→ **Your task**
Would you set down all of the entries below exactly as they stand?

→ **Data items**
* * * * * * *

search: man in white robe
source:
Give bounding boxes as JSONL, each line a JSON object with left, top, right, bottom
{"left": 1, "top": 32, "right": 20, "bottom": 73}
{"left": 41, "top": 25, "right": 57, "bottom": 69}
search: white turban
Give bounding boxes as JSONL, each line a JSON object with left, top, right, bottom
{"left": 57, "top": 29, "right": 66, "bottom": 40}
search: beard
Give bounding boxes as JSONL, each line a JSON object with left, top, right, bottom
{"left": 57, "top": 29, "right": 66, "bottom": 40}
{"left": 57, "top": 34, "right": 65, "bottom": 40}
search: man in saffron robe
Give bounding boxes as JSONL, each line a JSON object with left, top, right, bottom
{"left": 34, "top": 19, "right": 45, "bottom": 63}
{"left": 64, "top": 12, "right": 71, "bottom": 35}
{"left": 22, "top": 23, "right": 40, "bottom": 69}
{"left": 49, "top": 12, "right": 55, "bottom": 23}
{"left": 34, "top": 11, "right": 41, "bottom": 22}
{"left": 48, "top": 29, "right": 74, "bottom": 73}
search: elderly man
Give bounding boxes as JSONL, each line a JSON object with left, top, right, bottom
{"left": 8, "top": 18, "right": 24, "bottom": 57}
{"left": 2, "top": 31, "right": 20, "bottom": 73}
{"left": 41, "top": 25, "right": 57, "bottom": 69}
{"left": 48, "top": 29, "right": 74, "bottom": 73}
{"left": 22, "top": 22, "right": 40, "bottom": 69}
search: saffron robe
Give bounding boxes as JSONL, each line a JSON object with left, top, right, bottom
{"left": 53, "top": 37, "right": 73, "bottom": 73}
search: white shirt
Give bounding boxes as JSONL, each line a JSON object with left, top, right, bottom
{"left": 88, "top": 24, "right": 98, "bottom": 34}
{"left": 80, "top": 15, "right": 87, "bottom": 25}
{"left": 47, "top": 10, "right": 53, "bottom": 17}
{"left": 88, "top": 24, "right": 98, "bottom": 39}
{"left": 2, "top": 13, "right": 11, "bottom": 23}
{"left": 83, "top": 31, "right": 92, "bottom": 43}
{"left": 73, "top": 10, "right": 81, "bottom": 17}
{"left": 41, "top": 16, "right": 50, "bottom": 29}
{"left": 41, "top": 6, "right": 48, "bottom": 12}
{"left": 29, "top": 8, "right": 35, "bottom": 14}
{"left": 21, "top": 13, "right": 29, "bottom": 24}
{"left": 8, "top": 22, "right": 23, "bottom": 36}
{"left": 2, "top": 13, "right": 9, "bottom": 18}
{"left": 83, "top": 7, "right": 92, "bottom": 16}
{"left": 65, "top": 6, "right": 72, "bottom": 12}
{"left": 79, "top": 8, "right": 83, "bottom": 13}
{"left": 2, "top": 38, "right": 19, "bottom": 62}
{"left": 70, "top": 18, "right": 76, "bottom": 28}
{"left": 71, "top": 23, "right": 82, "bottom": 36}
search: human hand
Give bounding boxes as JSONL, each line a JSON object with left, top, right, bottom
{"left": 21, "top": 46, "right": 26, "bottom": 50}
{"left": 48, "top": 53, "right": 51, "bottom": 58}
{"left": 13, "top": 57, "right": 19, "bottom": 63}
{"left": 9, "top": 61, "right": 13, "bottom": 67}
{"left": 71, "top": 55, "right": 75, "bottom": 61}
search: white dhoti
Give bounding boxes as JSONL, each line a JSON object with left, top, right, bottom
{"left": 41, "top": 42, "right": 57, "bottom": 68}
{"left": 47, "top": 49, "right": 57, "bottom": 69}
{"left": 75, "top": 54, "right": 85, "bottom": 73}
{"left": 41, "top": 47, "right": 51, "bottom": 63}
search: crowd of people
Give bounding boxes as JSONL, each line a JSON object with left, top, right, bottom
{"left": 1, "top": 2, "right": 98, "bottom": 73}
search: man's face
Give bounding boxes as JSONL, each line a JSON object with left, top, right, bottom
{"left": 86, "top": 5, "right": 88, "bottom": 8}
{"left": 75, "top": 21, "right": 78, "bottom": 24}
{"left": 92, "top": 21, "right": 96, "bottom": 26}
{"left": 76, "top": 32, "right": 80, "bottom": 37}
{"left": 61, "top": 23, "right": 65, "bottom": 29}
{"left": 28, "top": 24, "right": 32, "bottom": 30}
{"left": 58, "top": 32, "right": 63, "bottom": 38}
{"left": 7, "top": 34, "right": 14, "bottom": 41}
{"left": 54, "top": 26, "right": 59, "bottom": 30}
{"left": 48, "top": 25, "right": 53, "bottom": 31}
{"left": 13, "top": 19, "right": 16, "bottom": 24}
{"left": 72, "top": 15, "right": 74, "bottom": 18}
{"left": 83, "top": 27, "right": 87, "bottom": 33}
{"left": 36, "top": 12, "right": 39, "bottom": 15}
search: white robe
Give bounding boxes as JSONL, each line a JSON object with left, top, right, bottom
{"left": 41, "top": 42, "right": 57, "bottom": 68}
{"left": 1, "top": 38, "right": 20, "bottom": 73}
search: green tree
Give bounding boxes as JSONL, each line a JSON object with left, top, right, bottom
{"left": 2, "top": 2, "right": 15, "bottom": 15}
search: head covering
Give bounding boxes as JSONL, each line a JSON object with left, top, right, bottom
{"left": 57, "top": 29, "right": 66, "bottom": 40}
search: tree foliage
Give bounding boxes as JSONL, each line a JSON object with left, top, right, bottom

* * * * * * *

→ **Completed task**
search: man in white robe
source:
Give bounding boxes as JSONL, each line a JSON object with left, top, right, bottom
{"left": 1, "top": 32, "right": 20, "bottom": 73}
{"left": 41, "top": 25, "right": 57, "bottom": 69}
search: white turban
Give bounding boxes as JSONL, each line a JSON object with left, top, right, bottom
{"left": 57, "top": 29, "right": 66, "bottom": 40}
search: beard
Give bounding boxes as JSONL, each line a JSON object with left, top, right, bottom
{"left": 57, "top": 29, "right": 66, "bottom": 40}
{"left": 57, "top": 34, "right": 65, "bottom": 40}
search: man in saffron robe
Give bounding boxes as JSONL, each line a JSON object with left, top, right, bottom
{"left": 34, "top": 19, "right": 45, "bottom": 63}
{"left": 64, "top": 12, "right": 71, "bottom": 35}
{"left": 22, "top": 23, "right": 40, "bottom": 69}
{"left": 49, "top": 12, "right": 55, "bottom": 23}
{"left": 34, "top": 11, "right": 41, "bottom": 22}
{"left": 48, "top": 29, "right": 74, "bottom": 73}
search: elderly man
Give bounding boxes as JSONL, each line a JSON object with left, top, right, bottom
{"left": 8, "top": 18, "right": 24, "bottom": 57}
{"left": 2, "top": 31, "right": 20, "bottom": 73}
{"left": 41, "top": 25, "right": 57, "bottom": 69}
{"left": 48, "top": 29, "right": 74, "bottom": 73}
{"left": 22, "top": 22, "right": 40, "bottom": 69}
search: saffron robe
Give bounding boxes as JSONL, each line a JSON object with left, top, right, bottom
{"left": 53, "top": 37, "right": 73, "bottom": 73}
search: white shirt
Give bounding boxes as JSONL, each line a JSON object with left, top, right, bottom
{"left": 88, "top": 24, "right": 98, "bottom": 34}
{"left": 80, "top": 15, "right": 87, "bottom": 25}
{"left": 47, "top": 10, "right": 53, "bottom": 17}
{"left": 88, "top": 24, "right": 98, "bottom": 39}
{"left": 2, "top": 13, "right": 11, "bottom": 23}
{"left": 83, "top": 31, "right": 92, "bottom": 43}
{"left": 73, "top": 10, "right": 81, "bottom": 17}
{"left": 41, "top": 16, "right": 50, "bottom": 29}
{"left": 41, "top": 6, "right": 48, "bottom": 12}
{"left": 29, "top": 8, "right": 35, "bottom": 14}
{"left": 21, "top": 13, "right": 29, "bottom": 24}
{"left": 8, "top": 22, "right": 23, "bottom": 36}
{"left": 2, "top": 13, "right": 9, "bottom": 18}
{"left": 83, "top": 7, "right": 92, "bottom": 16}
{"left": 65, "top": 6, "right": 72, "bottom": 12}
{"left": 79, "top": 8, "right": 83, "bottom": 13}
{"left": 2, "top": 38, "right": 19, "bottom": 62}
{"left": 70, "top": 18, "right": 76, "bottom": 28}
{"left": 71, "top": 23, "right": 82, "bottom": 36}
search: human hand
Give bounding boxes as JSONL, each line a JSON object with left, top, right, bottom
{"left": 21, "top": 46, "right": 26, "bottom": 50}
{"left": 48, "top": 53, "right": 51, "bottom": 58}
{"left": 13, "top": 57, "right": 19, "bottom": 63}
{"left": 9, "top": 61, "right": 13, "bottom": 67}
{"left": 71, "top": 55, "right": 75, "bottom": 61}
search: white dhoti
Give bounding boxes as JSONL, each line a JSON object with left, top, right, bottom
{"left": 41, "top": 42, "right": 57, "bottom": 68}
{"left": 47, "top": 49, "right": 57, "bottom": 69}
{"left": 75, "top": 54, "right": 85, "bottom": 73}
{"left": 41, "top": 47, "right": 51, "bottom": 63}
search: crowd of people
Give bounding boxes as JSONL, each line a JSON object with left, top, right, bottom
{"left": 1, "top": 2, "right": 98, "bottom": 73}
search: man's face
Give bounding boxes as JSONL, each line a JSON object with left, top, right, bottom
{"left": 86, "top": 5, "right": 88, "bottom": 8}
{"left": 75, "top": 21, "right": 78, "bottom": 24}
{"left": 92, "top": 21, "right": 96, "bottom": 26}
{"left": 76, "top": 32, "right": 80, "bottom": 37}
{"left": 61, "top": 23, "right": 65, "bottom": 29}
{"left": 28, "top": 24, "right": 32, "bottom": 30}
{"left": 58, "top": 32, "right": 63, "bottom": 38}
{"left": 7, "top": 34, "right": 14, "bottom": 41}
{"left": 54, "top": 26, "right": 59, "bottom": 30}
{"left": 48, "top": 25, "right": 53, "bottom": 31}
{"left": 13, "top": 19, "right": 16, "bottom": 24}
{"left": 72, "top": 15, "right": 74, "bottom": 18}
{"left": 83, "top": 27, "right": 87, "bottom": 33}
{"left": 36, "top": 12, "right": 39, "bottom": 15}
search: white robe
Give bounding boxes as JSONL, each line a JSON object with left, top, right, bottom
{"left": 41, "top": 42, "right": 57, "bottom": 68}
{"left": 1, "top": 38, "right": 20, "bottom": 73}
search: green tree
Give bounding boxes as JSONL, each line a JSON object with left, top, right, bottom
{"left": 2, "top": 2, "right": 15, "bottom": 15}
search: head covering
Give bounding boxes as JSONL, each line a JSON object with left, top, right, bottom
{"left": 57, "top": 29, "right": 66, "bottom": 40}
search: tree foliage
Give bounding boxes as JSONL, each line a JSON object with left, top, right, bottom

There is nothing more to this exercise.